Could you transcribe the material below exactly, without leaving out a single line?

▸ **Data records**:
•••
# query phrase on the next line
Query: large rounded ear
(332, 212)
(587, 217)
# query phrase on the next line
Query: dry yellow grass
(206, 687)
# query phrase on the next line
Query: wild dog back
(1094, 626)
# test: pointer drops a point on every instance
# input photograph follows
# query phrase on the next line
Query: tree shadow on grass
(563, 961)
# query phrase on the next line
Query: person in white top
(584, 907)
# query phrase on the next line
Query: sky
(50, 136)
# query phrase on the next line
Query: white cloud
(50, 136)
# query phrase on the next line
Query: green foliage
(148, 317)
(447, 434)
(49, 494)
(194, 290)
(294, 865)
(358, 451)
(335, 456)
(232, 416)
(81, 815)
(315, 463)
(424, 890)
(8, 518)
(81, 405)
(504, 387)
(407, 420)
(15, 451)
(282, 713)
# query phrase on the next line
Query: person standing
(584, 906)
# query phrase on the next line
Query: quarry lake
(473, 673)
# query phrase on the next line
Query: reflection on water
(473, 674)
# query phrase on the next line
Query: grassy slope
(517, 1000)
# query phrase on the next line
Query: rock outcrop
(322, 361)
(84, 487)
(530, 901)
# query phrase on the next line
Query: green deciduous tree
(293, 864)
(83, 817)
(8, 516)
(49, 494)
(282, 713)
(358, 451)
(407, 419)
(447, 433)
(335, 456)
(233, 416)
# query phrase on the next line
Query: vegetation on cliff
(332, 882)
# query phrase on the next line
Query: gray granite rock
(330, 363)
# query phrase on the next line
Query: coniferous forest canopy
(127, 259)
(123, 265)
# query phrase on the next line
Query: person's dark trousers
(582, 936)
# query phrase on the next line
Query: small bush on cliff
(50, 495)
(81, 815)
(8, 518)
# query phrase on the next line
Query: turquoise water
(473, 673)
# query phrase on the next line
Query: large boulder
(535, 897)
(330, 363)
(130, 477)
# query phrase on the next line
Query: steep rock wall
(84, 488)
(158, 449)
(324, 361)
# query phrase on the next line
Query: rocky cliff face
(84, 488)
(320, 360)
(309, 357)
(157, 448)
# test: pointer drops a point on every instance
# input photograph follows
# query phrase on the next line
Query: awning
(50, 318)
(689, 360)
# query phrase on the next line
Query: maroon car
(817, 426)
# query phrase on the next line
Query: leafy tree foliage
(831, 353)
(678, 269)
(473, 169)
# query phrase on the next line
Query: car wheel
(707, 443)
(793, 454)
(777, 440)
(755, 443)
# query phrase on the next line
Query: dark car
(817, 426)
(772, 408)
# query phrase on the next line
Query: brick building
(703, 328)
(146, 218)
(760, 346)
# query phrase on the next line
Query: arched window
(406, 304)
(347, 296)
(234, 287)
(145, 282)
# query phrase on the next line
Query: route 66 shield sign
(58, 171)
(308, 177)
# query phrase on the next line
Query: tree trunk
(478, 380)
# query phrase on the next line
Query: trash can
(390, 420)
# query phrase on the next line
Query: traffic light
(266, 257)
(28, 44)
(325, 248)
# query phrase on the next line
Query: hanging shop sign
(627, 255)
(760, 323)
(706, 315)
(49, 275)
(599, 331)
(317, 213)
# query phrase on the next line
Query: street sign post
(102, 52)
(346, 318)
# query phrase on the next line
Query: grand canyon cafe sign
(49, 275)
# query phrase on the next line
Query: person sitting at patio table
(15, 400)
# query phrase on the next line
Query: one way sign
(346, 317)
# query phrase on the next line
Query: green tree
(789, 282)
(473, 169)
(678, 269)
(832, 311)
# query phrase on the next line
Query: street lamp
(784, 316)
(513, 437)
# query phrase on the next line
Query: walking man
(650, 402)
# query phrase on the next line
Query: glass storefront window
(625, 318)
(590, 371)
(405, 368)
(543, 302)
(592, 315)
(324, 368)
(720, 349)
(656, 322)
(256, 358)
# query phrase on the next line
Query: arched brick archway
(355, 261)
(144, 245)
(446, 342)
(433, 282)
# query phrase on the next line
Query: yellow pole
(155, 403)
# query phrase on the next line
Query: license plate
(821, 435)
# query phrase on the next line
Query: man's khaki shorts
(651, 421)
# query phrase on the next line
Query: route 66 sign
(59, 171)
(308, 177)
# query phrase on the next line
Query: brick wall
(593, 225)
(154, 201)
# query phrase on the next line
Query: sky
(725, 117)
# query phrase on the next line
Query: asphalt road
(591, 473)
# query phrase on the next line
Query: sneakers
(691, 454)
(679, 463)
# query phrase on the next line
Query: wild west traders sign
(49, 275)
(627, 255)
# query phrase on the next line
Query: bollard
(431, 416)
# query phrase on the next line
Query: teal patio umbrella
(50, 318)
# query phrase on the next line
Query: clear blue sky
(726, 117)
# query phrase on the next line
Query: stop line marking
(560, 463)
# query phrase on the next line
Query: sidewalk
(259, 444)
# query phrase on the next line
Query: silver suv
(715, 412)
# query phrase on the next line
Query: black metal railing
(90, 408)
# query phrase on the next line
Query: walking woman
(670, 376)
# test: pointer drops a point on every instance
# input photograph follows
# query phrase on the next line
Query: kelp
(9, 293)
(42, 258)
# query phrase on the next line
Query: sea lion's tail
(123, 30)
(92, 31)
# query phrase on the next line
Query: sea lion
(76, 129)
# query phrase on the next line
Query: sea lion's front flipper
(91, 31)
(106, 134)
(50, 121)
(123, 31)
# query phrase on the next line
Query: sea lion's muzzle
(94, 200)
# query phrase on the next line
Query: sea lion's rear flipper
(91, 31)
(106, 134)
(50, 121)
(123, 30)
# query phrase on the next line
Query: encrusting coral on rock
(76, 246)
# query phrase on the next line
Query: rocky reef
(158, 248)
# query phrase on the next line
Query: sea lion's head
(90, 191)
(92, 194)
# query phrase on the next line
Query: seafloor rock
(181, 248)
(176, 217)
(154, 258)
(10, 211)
•••
▸ **RESULT BELOW**:
# query phrase on the next line
Query: large rounded ear
(332, 212)
(587, 217)
# query phrase on the next line
Query: dry yellow grass
(206, 687)
# query phrase on the next line
Query: wild dog back
(1094, 626)
# test: pointer drops a point on every instance
# input photograph follows
# query phrase on the next line
Query: tree shadow on grass
(563, 961)
# query phrase on the next line
Query: person in white top
(584, 907)
# query phrase on the next line
Query: sky
(50, 136)
# query phrase on the next line
Query: white cloud
(50, 136)
# query phrase on the next line
Query: green foliage
(148, 317)
(447, 434)
(49, 494)
(194, 290)
(294, 865)
(358, 451)
(335, 456)
(232, 416)
(81, 815)
(315, 463)
(424, 890)
(8, 518)
(81, 405)
(504, 387)
(407, 420)
(15, 451)
(282, 713)
# query phrase on the next line
Query: person standing
(584, 906)
# query phrase on the next line
Query: quarry lake
(473, 673)
# query phrase on the next line
Query: reflection on water
(473, 674)
# query phrase on the next line
Query: grassy slope
(517, 1000)
# query phrase on the next line
Query: rock outcrop
(322, 361)
(84, 487)
(530, 901)
# query phrase on the next line
Query: green deciduous tree
(293, 864)
(83, 817)
(8, 516)
(49, 494)
(282, 713)
(358, 451)
(407, 419)
(447, 433)
(335, 456)
(233, 416)
# query phrase on the next line
Query: vegetation on cliff
(332, 882)
# query phrase on the next line
Query: gray granite rock
(330, 363)
# query phrase on the next line
Query: coniferous forest canopy
(127, 259)
(123, 265)
# query phrase on the next line
Query: person's dark trousers
(582, 936)
# query phrase on the next line
Query: small bush on cliff
(50, 495)
(81, 815)
(8, 518)
# query phrase on the next line
Query: turquoise water
(473, 673)
# query phrase on the next line
Query: large boulder
(535, 897)
(330, 363)
(130, 477)
# query phrase on the next line
Query: steep rock wall
(84, 488)
(158, 449)
(324, 361)
# query phrase on the next line
Query: rocky cliff face
(84, 488)
(320, 360)
(309, 357)
(157, 448)
# test: pointer drops a point on every instance
# input photograph follows
# query phrase on the next line
Query: awning
(50, 318)
(689, 360)
# query phrase on the next line
Query: maroon car
(817, 426)
# query phrase on the next line
Query: leafy tree foliage
(831, 353)
(678, 269)
(473, 169)
# query phrase on the next line
Query: car wheel
(707, 443)
(793, 454)
(777, 440)
(755, 443)
# query phrase on the next line
Query: dark car
(817, 426)
(772, 408)
# query phrase on the next line
Query: brick building
(703, 328)
(146, 218)
(760, 346)
# query phrase on the next line
Query: arched window
(406, 304)
(347, 296)
(234, 287)
(145, 282)
# query phrase on the next line
Query: route 66 shield sign
(58, 171)
(308, 177)
# query phrase on the next line
Query: tree trunk
(478, 380)
# query phrase on the next line
Query: trash can
(390, 420)
# query phrase on the next line
Query: traffic light
(266, 257)
(28, 44)
(325, 248)
# query phrase on the next line
Query: hanging shop sign
(627, 255)
(760, 323)
(706, 315)
(49, 275)
(599, 331)
(317, 213)
# query phrase on the next line
Query: street sign post
(102, 52)
(346, 318)
# query phrase on the next line
Query: grand canyon cafe sign
(49, 275)
# query phrase on the next line
Query: person sitting at patio table
(15, 400)
# query phrase on the next line
Query: one way sign
(346, 317)
# query phrase on the next line
Query: green tree
(789, 282)
(473, 169)
(678, 269)
(832, 311)
# query phrase on the next line
Query: street lamp
(784, 316)
(513, 437)
# query phrase on the next line
Query: walking man
(650, 402)
# query phrase on the next line
Query: glass storefront window
(625, 318)
(590, 371)
(405, 368)
(543, 302)
(592, 315)
(324, 368)
(720, 349)
(656, 322)
(256, 358)
# query phrase on the next line
Query: arched brick archway
(355, 261)
(144, 245)
(446, 342)
(433, 282)
# query phrase on the next line
Query: yellow pole
(155, 403)
# query phrase on the next line
Query: license plate
(821, 435)
# query phrase on the next line
Query: man's khaki shorts
(651, 421)
# query phrase on the next line
Query: route 66 sign
(59, 171)
(308, 177)
# query phrase on the next line
Query: brick wall
(593, 225)
(154, 201)
# query phrase on the next line
Query: sky
(725, 117)
# query phrase on the next line
Query: asphalt road
(591, 473)
# query phrase on the next line
Query: sneakers
(691, 454)
(679, 463)
# query phrase on the next line
Query: wild west traders sign
(49, 275)
(627, 255)
# query phrase on the next line
Query: bollard
(431, 416)
# query phrase on the next line
Query: teal patio umbrella
(50, 318)
# query phrase on the next line
Query: clear blue sky
(726, 117)
# query phrase on the next line
Query: stop line marking
(560, 463)
# query phrase on the next line
Query: sidewalk
(259, 444)
# query phrase on the next line
Query: silver suv
(715, 412)
# query phrase on the next line
Query: black metal railing
(90, 408)
# query phrase on the next line
Query: walking woman
(670, 376)
# test: pointer drops a point on every instance
# input photograph follows
# query phrase on the next line
Query: kelp
(9, 293)
(42, 258)
# query phrase on the next line
Query: sea lion's tail
(123, 30)
(92, 31)
# query phrase on the next line
Query: sea lion
(76, 129)
# query phrase on the next line
Query: sea lion's front flipper
(91, 31)
(106, 134)
(50, 121)
(123, 31)
# query phrase on the next line
Query: sea lion's muzzle
(94, 200)
# query phrase on the next line
Query: sea lion's rear flipper
(91, 31)
(106, 134)
(50, 121)
(123, 30)
# query phrase on the next line
Query: encrusting coral on rock
(76, 246)
# query phrase on the next line
Query: rocky reef
(158, 248)
# query phrase on the next line
Query: sea lion's head
(90, 191)
(92, 194)
# query phrase on the next line
Query: seafloor rock
(181, 248)
(176, 217)
(154, 258)
(10, 211)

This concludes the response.